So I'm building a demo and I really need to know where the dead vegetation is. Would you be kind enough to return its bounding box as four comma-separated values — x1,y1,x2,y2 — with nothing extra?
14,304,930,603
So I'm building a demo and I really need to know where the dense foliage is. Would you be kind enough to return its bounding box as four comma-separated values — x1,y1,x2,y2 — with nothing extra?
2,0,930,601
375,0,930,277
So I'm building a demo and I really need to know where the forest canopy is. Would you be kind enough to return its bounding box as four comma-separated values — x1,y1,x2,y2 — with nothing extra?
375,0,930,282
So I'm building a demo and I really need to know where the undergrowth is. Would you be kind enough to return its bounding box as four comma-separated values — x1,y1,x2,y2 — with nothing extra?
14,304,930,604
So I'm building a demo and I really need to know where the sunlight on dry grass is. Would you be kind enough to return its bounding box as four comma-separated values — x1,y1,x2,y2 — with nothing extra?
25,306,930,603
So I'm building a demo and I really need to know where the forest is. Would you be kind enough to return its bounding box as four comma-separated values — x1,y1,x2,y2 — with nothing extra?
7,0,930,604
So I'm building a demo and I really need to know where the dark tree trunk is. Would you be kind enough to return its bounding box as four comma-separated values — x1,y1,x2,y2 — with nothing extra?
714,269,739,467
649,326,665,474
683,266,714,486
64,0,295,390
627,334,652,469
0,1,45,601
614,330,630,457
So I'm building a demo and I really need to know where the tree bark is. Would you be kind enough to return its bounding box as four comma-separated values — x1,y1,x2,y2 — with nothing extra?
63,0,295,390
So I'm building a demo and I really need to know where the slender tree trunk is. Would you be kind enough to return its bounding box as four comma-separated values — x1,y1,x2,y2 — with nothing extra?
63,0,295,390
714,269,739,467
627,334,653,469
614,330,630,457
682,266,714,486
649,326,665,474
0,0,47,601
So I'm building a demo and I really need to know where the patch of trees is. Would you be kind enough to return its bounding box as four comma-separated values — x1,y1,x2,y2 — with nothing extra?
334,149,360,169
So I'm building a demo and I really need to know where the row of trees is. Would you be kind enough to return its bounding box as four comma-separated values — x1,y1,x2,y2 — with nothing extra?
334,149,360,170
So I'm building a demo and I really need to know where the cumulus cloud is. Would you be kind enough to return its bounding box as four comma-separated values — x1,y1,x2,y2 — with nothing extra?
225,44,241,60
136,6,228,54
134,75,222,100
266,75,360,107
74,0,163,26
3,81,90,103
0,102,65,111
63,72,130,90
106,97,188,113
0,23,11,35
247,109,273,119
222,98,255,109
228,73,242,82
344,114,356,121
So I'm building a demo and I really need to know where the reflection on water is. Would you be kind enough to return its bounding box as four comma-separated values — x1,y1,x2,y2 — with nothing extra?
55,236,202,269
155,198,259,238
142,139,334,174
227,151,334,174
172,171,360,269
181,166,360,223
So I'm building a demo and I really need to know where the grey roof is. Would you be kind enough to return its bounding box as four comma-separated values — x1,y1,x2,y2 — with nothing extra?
::::::
What the task asks. Rewrite all of the entries above, replacing every "demo" with "prototype" and leaving everything else unchanged.

Final result.
So I'm building a prototype and I really need to know where the dead vegetation is. Would you be kind enough to return its bounding box as four comma-separated values — x1,y1,x2,y2 — with nothing extra?
14,304,930,603
So I'm building a prototype and I really need to know where the dense foliage is. Would you be kind enough to return its bounding box as four comma-separated values — x1,y1,x2,y2 — with nothing extra?
2,0,930,601
375,0,930,277
So I'm building a prototype and I really need to know where the forest canopy is. Would you be kind enough to return its bounding box as four comma-separated values — x1,y1,x2,y2 — with nothing extra?
375,0,930,282
So I'm building a prototype and I really need to know where the undergrowth is. Would you be kind enough to return its bounding box as four comma-separated values — x1,y1,x2,y2 — with nothing extra?
14,304,930,604
So I'm building a prototype and I really need to know where the sunlight on dry grass is. Would you be kind enough to return its bounding box as four comma-separated values — x1,y1,x2,y2 — with nothing extra?
25,306,930,603
So I'm building a prototype and I really need to know where the forest is. Would you be kind enough to return its bounding box as four comma-separated values — x1,y1,x2,y2 — with nothing extra?
7,0,930,604
So I'm building a prototype and I really need to know where the dark tree trunk is. Would you be kind enough to return its bounding box as four comma-separated values — x1,y1,x2,y2 — with nothing extra?
714,269,739,467
649,326,665,474
683,266,714,486
64,0,295,390
627,334,652,469
0,1,45,601
614,330,630,457
So I'm building a prototype and I really need to know where the tree bark is. Would you be kind enough to return its bounding box as four comma-separated values — x1,y1,x2,y2 — with nothing extra?
63,0,295,390
So I'm building a prototype and I really need to know where the slender tree trunk is. Would you be kind enough to return its bounding box as four comma-separated values — x1,y1,x2,y2 — with nothing extra?
63,0,295,390
714,269,739,467
627,334,653,469
614,330,630,457
682,266,714,486
649,326,665,474
0,0,47,601
So I'm building a prototype and I really need to know where the patch of trees is. Would you be kind enough to return its bounding box as four comma-separated values — x1,y1,x2,y2 — with nothing extra?
334,149,360,169
So I'm building a prototype and I really need to know where the row of trees is. Would you be kind enough to return its bounding box as four comma-separated values — x1,y1,x2,y2 — with nothing extra?
334,149,360,170
So I'm building a prototype and I really need to know where the cumulus cloud is. Would you be kind enough to return its bounding box as four comma-separated values — x1,y1,x2,y2 — with nothing extra?
225,44,241,60
136,6,228,54
134,75,222,100
266,75,360,107
74,0,163,26
3,81,90,103
0,102,65,111
63,72,130,90
106,97,188,113
0,23,11,35
247,109,273,119
222,98,255,109
228,73,242,82
344,114,356,121
So I'm building a prototype and I really need to know where the reflection on water is. Would you be kind enough to return its bounding box as four comma-separated values — x1,y1,x2,y2 — with nothing extra?
55,236,202,269
155,198,259,238
142,139,334,174
227,151,334,174
172,171,360,269
181,166,360,223
So I'm building a prototype and I really need to know where the grey roof is. Would you be kind enough to return its bounding box as four comma-separated values — x1,y1,x2,y2 — with nothing extra?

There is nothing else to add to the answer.